### Exercise directions
Please continue the tutorial description on high performance computing in biomedical informatics from where it stops.

### Text
Duration and schedule:

Half Day (Friday, June 29th 14:00 - 18:00)

Organizers

Hesham H. Ali (University of Nebraska at Omaha, USA)

Description

The field of Biomedical Informatics has been attracting a lot of attention in recent years. The massive size of the current available biological and medical databases and its high rate of growth have a great influence on the types of research currently conducted and researchers are focusing more than ever to maximize the use of these databases. Hence, it would be of great advantage for researchers to utilize High Performance Computing (HPC) system to explore the data stored in the available databases and extract new information that would lead to better understanding of various biological and medical phenomena.

The Biomedical Informatics domain is rich in applications that require extracting useful information from very large and continuously growing sequence of databases. The marriage between the bioinformatics domain and high performance computing is a natural one; the problems in this domain tend to be highly parallelizable and deal with large datasets, hence using HPC is a natural fit.

In addition, from the IT point-of-view, the problem of efficiently collecting, sharing, mining and analyzing the wealth of information available in a growing set of the biological and clinical data has common roots in many IT applications. This is particularly critical in managing biological and clinical data since relevant data is available in different shapes and forms, and hence, employing all available data to extract meaningful properties is an enormous task. Heterogeneous data, obtained from microarrays, high throughput sequencers, mass spectrometry experiments and clinical records, can all be used to find potential correlations between genes/proteins and the susceptibility to have a particular disease. Addressing these issues require significant computational facilities; hence the need to integrate HPC research. How to efficiently manage the utilization of HPC systems in Biomedical Informatics is quickly emerging as one of the most urgent and critical problems in advancing biomedical research. The proposed tutorial will address these issues with a particular focus on the following objectives:

1- Provide an overview of the exciting disciplines of Biomedical Informatics, including medical, public health and bio informatics with a focus on the computationally intensive data mining/data analysis problems and their growing need for HPC systems.

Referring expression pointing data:
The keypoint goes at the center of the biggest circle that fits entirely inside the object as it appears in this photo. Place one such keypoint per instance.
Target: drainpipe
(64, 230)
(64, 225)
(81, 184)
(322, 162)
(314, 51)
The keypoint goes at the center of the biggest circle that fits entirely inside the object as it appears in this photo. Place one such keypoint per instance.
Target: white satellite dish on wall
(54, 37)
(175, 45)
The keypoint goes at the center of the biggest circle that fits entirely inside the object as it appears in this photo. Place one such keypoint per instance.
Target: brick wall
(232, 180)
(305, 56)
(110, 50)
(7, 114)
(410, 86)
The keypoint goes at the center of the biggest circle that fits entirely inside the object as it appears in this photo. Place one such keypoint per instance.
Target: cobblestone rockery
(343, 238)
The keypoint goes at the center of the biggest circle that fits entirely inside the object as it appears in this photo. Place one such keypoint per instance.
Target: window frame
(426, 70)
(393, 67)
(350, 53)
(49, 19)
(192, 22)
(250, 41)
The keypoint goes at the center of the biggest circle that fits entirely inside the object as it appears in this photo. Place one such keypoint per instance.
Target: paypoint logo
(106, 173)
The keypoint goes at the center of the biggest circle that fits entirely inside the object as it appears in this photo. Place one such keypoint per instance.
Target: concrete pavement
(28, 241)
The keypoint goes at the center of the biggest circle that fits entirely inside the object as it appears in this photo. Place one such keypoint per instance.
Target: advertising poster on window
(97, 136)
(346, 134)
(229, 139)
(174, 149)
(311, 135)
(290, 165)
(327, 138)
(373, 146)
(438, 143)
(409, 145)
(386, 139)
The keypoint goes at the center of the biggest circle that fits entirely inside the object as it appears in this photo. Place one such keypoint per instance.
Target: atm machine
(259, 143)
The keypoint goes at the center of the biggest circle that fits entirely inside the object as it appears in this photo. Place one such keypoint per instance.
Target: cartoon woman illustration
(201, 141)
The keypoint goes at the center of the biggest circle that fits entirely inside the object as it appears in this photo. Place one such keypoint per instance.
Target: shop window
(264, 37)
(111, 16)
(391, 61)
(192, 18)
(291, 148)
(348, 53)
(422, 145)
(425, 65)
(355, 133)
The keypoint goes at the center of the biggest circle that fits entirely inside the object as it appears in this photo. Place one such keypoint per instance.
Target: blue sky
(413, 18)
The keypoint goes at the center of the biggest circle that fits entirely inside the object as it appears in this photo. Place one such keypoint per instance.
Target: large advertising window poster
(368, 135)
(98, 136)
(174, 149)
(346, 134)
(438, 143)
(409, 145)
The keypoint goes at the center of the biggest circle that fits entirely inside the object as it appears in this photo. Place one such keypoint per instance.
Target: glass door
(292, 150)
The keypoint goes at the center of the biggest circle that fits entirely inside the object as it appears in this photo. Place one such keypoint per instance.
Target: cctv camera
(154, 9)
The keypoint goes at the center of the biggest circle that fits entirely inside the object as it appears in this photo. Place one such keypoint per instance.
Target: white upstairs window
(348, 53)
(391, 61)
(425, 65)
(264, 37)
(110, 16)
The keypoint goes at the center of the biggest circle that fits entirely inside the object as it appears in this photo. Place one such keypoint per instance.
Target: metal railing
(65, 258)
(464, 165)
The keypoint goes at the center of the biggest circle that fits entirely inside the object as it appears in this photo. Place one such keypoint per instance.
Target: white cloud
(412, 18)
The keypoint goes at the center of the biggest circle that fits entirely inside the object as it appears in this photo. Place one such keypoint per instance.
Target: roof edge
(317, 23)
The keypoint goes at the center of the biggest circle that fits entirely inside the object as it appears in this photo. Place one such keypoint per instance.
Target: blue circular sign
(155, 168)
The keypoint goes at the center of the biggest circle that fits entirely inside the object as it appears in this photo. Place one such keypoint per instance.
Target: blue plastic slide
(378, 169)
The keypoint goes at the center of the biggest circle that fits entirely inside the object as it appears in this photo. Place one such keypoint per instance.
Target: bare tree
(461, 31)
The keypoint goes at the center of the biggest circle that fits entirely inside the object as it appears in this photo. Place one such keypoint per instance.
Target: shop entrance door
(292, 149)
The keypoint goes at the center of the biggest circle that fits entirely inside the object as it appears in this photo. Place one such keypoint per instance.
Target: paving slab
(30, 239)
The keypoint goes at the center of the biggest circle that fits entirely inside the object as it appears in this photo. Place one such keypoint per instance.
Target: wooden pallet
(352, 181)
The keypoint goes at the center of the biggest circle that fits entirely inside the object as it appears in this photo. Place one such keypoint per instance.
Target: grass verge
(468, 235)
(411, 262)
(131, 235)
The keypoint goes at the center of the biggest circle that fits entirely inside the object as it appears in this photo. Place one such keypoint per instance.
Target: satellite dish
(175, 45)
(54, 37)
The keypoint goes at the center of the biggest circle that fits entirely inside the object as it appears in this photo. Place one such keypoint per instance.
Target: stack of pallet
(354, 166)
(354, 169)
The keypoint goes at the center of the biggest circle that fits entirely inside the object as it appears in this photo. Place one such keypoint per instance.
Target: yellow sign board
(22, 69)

### Task result
2- Introduce the main computational problems in biomedical research with a focus on the current available algorithmic tools and address the advantages and the shortcoming of each tool.

3- Introduce the audience to the concept of intelligent data integrating and analysis tools with a focus on the need to incorporate HPC systems. Such tools are critical to leverage data collected from different resources to produce useful information in a timely manner. The success of these tools can further advance biomedical research and has the potential lead to new discoveries directly related to efficiencies and innovations in Healthcare.